Stored records
╔══
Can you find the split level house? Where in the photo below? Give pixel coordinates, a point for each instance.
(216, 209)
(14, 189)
╚══
╔══
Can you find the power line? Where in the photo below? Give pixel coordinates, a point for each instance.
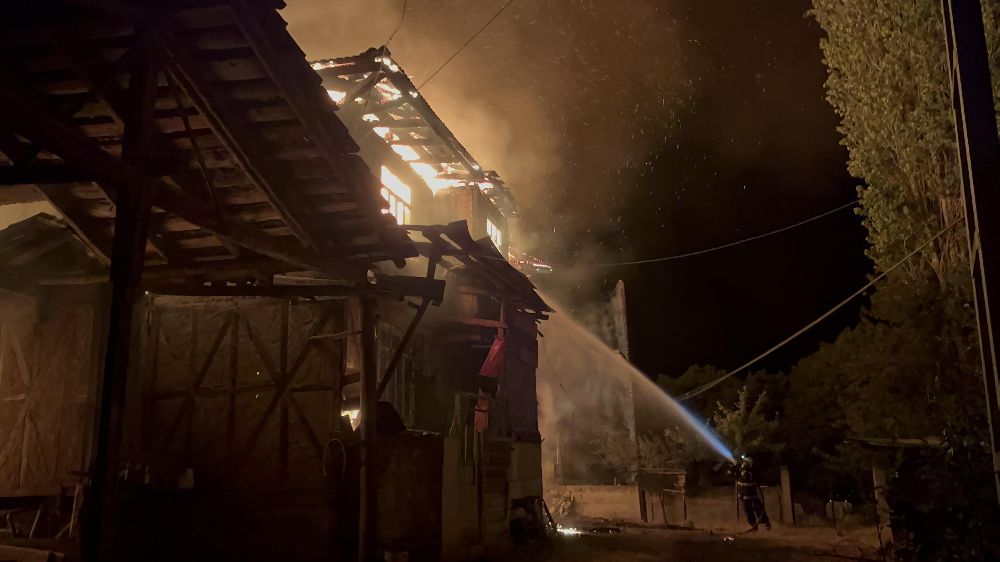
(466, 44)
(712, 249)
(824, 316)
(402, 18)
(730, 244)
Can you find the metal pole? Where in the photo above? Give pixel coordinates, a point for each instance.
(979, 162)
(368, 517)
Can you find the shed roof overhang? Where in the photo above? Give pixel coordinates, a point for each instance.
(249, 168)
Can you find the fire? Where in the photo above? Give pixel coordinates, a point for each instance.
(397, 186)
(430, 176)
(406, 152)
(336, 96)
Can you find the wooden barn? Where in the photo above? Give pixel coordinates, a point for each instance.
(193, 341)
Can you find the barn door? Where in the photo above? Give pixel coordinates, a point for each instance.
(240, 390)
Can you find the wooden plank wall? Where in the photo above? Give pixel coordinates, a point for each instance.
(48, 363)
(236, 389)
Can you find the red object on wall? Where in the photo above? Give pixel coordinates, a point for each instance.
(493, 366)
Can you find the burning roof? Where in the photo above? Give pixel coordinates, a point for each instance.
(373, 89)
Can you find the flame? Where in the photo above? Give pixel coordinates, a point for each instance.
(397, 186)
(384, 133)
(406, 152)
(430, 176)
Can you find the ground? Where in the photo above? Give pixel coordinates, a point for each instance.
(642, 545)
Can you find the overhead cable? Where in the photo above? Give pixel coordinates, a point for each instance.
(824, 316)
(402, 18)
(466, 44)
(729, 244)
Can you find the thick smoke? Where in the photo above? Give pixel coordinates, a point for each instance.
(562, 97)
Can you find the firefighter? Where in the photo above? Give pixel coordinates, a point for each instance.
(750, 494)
╚══
╔══
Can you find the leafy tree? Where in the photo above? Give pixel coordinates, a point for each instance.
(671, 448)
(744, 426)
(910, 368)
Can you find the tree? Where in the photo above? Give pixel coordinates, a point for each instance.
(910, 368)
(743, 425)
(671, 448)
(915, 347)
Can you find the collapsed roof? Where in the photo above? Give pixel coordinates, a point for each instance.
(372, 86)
╚══
Directions
State how many lines of the entries above contain the word "wooden". Reply with the number alone.

Task result
2